>>
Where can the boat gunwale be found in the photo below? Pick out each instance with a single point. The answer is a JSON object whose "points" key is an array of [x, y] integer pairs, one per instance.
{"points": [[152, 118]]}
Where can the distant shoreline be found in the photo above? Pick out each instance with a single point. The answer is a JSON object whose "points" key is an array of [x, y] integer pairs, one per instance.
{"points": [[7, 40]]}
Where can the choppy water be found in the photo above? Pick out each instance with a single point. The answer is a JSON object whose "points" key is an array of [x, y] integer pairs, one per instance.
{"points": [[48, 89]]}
<<
**Aim**
Copy all of the records above word for word, keeping them in the same order.

**The output**
Where can the boat gunwale be found in the photo below? Pick out each instance with a single point. The answer is a JSON object whose "points" key is an array of [x, y] integer pairs, one per instance.
{"points": [[152, 118]]}
Where can the distant shoreline be found in the photo above? Pick out each instance with a single point. The answer is a JSON object whose "points" key is an array of [x, y] integer pairs, one per instance.
{"points": [[7, 40]]}
Where can the choppy water be found in the photo above? Pick out each instance with a single point. The answer is a JSON object whose "points" key is an array of [x, y] integer pairs, one per instance.
{"points": [[48, 89]]}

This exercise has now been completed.